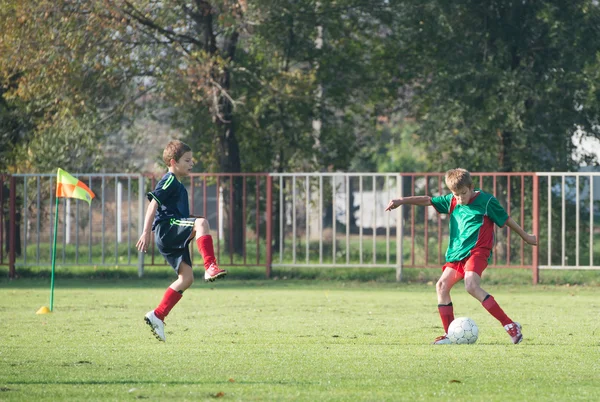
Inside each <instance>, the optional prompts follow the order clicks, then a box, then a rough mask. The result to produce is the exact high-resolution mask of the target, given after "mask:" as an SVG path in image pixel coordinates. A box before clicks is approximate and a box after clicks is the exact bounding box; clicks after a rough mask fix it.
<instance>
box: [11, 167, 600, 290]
mask: <svg viewBox="0 0 600 402" xmlns="http://www.w3.org/2000/svg"><path fill="white" fill-rule="evenodd" d="M472 175H473V177H474V179H475V186H476V187H478V188H481V189H482V190H484V191H486V192H489V193H492V194H494V195H495V196H496V198H497V199H498V200H499V201H500V203H501V205H503V206H504V208H505V209H506V210H507V212H508V213H509V214H510V215H511V217H512V218H513V219H514V220H515V221H517V222H518V223H519V224H520V225H521V226H522V227H523V228H524V229H525V230H526V231H528V232H530V233H534V234H536V235H537V236H538V239H539V246H538V247H530V246H528V245H525V244H524V242H523V241H522V240H521V238H520V237H519V236H517V235H515V234H514V233H512V234H511V231H510V230H509V229H507V228H497V229H496V240H497V241H496V246H495V248H494V253H493V261H492V264H491V265H492V266H495V267H498V268H517V267H518V268H525V269H531V270H532V277H533V281H534V283H537V281H538V274H539V269H594V270H597V269H600V244H596V243H598V239H597V234H598V232H599V231H600V228H599V227H598V225H597V223H596V222H597V220H598V218H599V217H600V204H599V202H600V183H598V180H600V173H595V172H587V173H555V172H552V173H473V174H472ZM75 176H77V177H78V178H79V179H80V180H83V181H84V182H85V183H86V184H88V186H89V187H90V188H91V189H92V191H94V192H95V194H96V196H97V198H96V199H94V200H93V201H92V205H91V206H88V205H87V203H84V202H80V201H79V200H75V199H73V200H69V199H65V200H61V202H60V204H59V205H60V208H59V229H58V232H57V235H58V241H57V244H58V249H57V264H59V265H65V266H67V265H93V266H123V265H133V266H135V265H137V267H138V272H139V274H140V275H142V273H143V267H144V265H149V264H164V260H163V259H162V257H161V256H160V254H159V253H158V251H157V250H155V249H154V248H152V250H151V251H150V252H149V255H146V256H145V255H144V254H140V253H138V252H137V250H136V249H135V243H136V241H137V238H138V237H139V234H140V233H141V230H142V224H143V217H144V214H145V210H146V208H147V205H148V202H147V200H146V198H145V196H144V194H145V192H147V191H149V190H151V189H153V188H154V186H155V184H156V181H157V180H158V179H159V177H153V176H144V175H137V174H133V175H132V174H79V175H75ZM443 177H444V175H443V173H403V174H380V173H297V174H292V173H285V174H267V173H265V174H242V173H238V174H193V175H191V176H190V177H189V178H186V180H185V181H184V184H185V185H186V187H187V188H188V193H189V196H190V209H191V213H192V214H194V215H202V216H205V217H206V218H207V219H208V220H209V223H210V226H211V228H212V233H213V237H214V239H215V251H216V253H217V258H218V261H219V263H220V264H221V265H223V266H264V267H265V269H266V274H267V276H269V275H270V273H271V267H299V268H301V267H315V268H327V267H361V268H377V267H387V268H390V269H396V274H397V278H398V280H400V279H401V275H402V269H403V268H405V267H415V268H421V267H423V268H428V267H437V268H439V267H440V266H441V265H442V264H443V262H444V252H445V249H446V246H447V237H448V236H447V234H448V222H447V217H446V216H444V215H439V214H437V212H435V210H433V208H431V207H427V208H425V207H415V206H403V207H401V208H398V209H397V210H395V211H393V212H385V211H384V209H385V206H386V205H387V203H388V202H389V200H390V199H392V198H396V197H398V196H409V195H438V194H445V193H447V191H448V190H447V189H446V187H445V184H444V182H443ZM0 185H1V186H2V191H1V192H0V205H1V207H2V214H1V216H0V226H1V230H0V242H1V243H2V248H1V251H0V265H8V266H9V275H10V276H11V277H12V276H14V275H15V274H16V270H17V269H20V268H24V267H31V266H40V265H41V266H46V265H49V263H50V259H51V246H52V245H51V239H52V230H53V225H52V222H53V219H54V216H53V214H54V207H53V205H54V202H55V201H54V192H55V185H56V180H55V175H52V174H19V175H0ZM267 245H270V247H267ZM191 247H192V248H194V247H195V246H194V245H193V243H192V244H191ZM191 251H192V252H191V254H192V256H197V255H198V254H197V251H196V250H191Z"/></svg>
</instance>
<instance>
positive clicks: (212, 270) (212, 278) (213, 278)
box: [204, 263, 227, 282]
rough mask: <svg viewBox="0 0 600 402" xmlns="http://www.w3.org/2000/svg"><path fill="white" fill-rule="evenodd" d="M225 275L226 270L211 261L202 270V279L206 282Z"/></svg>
mask: <svg viewBox="0 0 600 402" xmlns="http://www.w3.org/2000/svg"><path fill="white" fill-rule="evenodd" d="M225 275H227V271H226V270H224V269H221V268H219V267H218V266H217V264H215V263H212V264H210V267H208V269H207V270H206V271H205V272H204V281H206V282H214V281H215V280H216V279H219V278H222V277H224V276H225Z"/></svg>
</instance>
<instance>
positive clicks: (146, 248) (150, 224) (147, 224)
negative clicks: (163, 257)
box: [136, 200, 158, 253]
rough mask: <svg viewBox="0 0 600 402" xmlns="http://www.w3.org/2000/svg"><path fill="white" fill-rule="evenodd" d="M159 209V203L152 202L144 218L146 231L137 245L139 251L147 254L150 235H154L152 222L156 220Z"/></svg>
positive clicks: (155, 201)
mask: <svg viewBox="0 0 600 402" xmlns="http://www.w3.org/2000/svg"><path fill="white" fill-rule="evenodd" d="M157 209H158V202H156V200H152V201H150V205H148V209H147V210H146V217H145V218H144V230H143V231H142V235H141V236H140V239H139V240H138V242H137V244H136V247H137V249H138V251H143V252H144V253H145V252H146V250H148V246H149V245H150V235H151V234H152V221H153V220H154V214H155V213H156V210H157Z"/></svg>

-----

◆ Exercise:
If a line holds a picture, skip the picture and transcribe the rest of the material exactly.

◆ Exercise solution:
Inside each <instance>, the optional prompts follow the order clicks, then a box, then a rough mask. The result to produce is the exact high-resolution mask of the target, given after "mask:" as an SVG path in image pixel coordinates. A box before clicks is approximate and a box after clicks is the exact bounding box; clicks after a rough mask fix it.
<instance>
box: [11, 167, 600, 290]
mask: <svg viewBox="0 0 600 402" xmlns="http://www.w3.org/2000/svg"><path fill="white" fill-rule="evenodd" d="M472 175H473V177H474V179H475V186H476V187H478V188H481V189H482V190H484V191H486V192H489V193H492V194H494V195H495V196H496V198H497V199H498V200H499V201H500V203H501V205H503V206H504V208H505V209H506V210H507V212H508V213H509V214H510V215H511V217H512V218H513V219H514V220H515V221H517V222H518V223H519V224H520V225H521V226H522V227H523V228H524V229H525V230H526V231H528V232H530V233H534V234H536V235H537V236H538V239H539V246H538V247H530V246H528V245H525V244H524V242H523V241H522V240H521V238H520V237H519V236H517V235H515V234H514V233H512V234H511V231H510V230H509V229H507V228H497V229H496V240H497V241H496V246H495V248H494V253H493V261H492V264H491V265H492V266H495V267H498V268H517V267H518V268H525V269H531V270H532V277H533V281H534V283H537V281H538V274H539V269H594V270H597V269H600V244H596V243H598V239H597V234H598V232H599V231H600V228H599V227H598V225H597V223H596V222H597V220H598V218H599V217H600V204H599V202H600V183H598V180H600V173H595V172H587V173H555V172H552V173H473V174H472ZM75 176H77V177H78V178H79V179H80V180H83V181H84V182H85V183H86V184H88V186H89V187H90V188H91V189H92V191H94V192H95V194H96V196H97V198H96V199H94V200H93V201H92V205H91V206H88V205H87V203H84V202H80V201H79V200H75V199H73V200H69V199H65V200H61V202H60V204H59V205H60V208H59V229H58V232H57V235H58V241H57V244H58V249H57V264H59V265H65V266H67V265H93V266H123V265H133V266H135V265H137V267H138V272H139V274H140V275H142V273H143V267H144V265H149V264H164V260H163V259H162V257H161V256H160V254H159V253H158V251H157V250H155V249H154V248H152V250H151V251H150V252H149V255H146V256H145V255H144V254H140V253H138V252H137V250H136V249H135V243H136V241H137V238H138V237H139V234H140V233H141V230H142V224H143V217H144V214H145V210H146V208H147V205H148V202H147V200H146V198H145V196H144V194H145V192H147V191H149V190H151V189H153V188H154V186H155V184H156V181H157V180H158V179H159V177H153V176H144V175H137V174H133V175H132V174H79V175H75ZM443 177H444V175H443V173H403V174H380V173H297V174H292V173H285V174H267V173H265V174H242V173H238V174H193V175H191V176H190V177H189V178H186V180H185V181H184V184H185V185H186V187H187V188H188V193H189V196H190V209H191V213H192V214H194V215H202V216H205V217H206V218H207V219H208V220H209V223H210V226H211V228H212V233H213V237H214V239H215V251H216V253H217V258H218V261H219V263H220V264H221V265H223V266H264V267H265V269H266V274H267V276H269V275H270V273H271V267H299V268H301V267H315V268H327V267H361V268H377V267H387V268H390V269H396V274H397V278H398V280H400V279H401V275H402V269H403V268H405V267H415V268H421V267H423V268H428V267H437V268H439V267H440V266H441V265H442V264H443V262H444V252H445V249H446V246H447V237H448V236H447V234H448V222H447V217H446V216H444V215H439V214H437V212H435V210H433V208H431V207H427V208H425V207H415V206H403V207H401V208H398V209H397V210H395V211H393V212H385V211H384V209H385V206H386V205H387V203H388V202H389V200H390V199H392V198H396V197H398V196H409V195H438V194H445V193H447V191H448V190H447V189H446V187H445V184H444V182H443ZM0 185H1V186H2V191H1V192H0V205H1V207H2V214H1V216H0V226H1V230H0V242H1V243H2V248H1V251H0V265H8V266H9V275H10V276H11V277H12V276H14V275H15V274H16V270H17V269H20V268H24V267H31V266H40V265H41V266H46V265H49V263H50V259H51V246H52V245H51V239H52V230H53V225H52V222H53V219H54V216H53V214H54V207H53V205H54V202H55V201H54V192H55V185H56V180H55V175H52V174H19V175H0ZM267 245H270V247H267ZM191 247H192V248H194V247H195V246H194V245H193V243H192V244H191ZM191 251H192V252H191V254H192V256H197V255H198V254H197V251H196V250H191Z"/></svg>
</instance>
<instance>
positive clicks: (212, 270) (212, 278) (213, 278)
box: [204, 263, 227, 282]
rough mask: <svg viewBox="0 0 600 402" xmlns="http://www.w3.org/2000/svg"><path fill="white" fill-rule="evenodd" d="M225 275L226 270L211 261L202 270V279L206 282Z"/></svg>
mask: <svg viewBox="0 0 600 402" xmlns="http://www.w3.org/2000/svg"><path fill="white" fill-rule="evenodd" d="M225 275H227V271H226V270H224V269H221V268H219V267H218V266H217V264H215V263H212V264H210V267H208V269H207V270H206V271H205V272H204V281H206V282H214V281H215V280H216V279H219V278H222V277H224V276H225Z"/></svg>
</instance>
<instance>
positive clicks: (146, 248) (150, 224) (147, 224)
negative clicks: (163, 257)
box: [136, 200, 158, 253]
rough mask: <svg viewBox="0 0 600 402" xmlns="http://www.w3.org/2000/svg"><path fill="white" fill-rule="evenodd" d="M159 209V203L152 202L144 218L146 231L137 245L139 251L147 254L150 235H154L152 222L156 220Z"/></svg>
positive clicks: (155, 201)
mask: <svg viewBox="0 0 600 402" xmlns="http://www.w3.org/2000/svg"><path fill="white" fill-rule="evenodd" d="M157 209H158V202H156V200H152V201H150V205H148V209H147V210H146V217H145V218H144V230H143V231H142V235H141V236H140V239H139V240H138V242H137V244H136V247H137V249H138V251H143V252H144V253H145V252H146V250H148V246H149V245H150V235H151V234H152V221H153V220H154V214H155V213H156V210H157Z"/></svg>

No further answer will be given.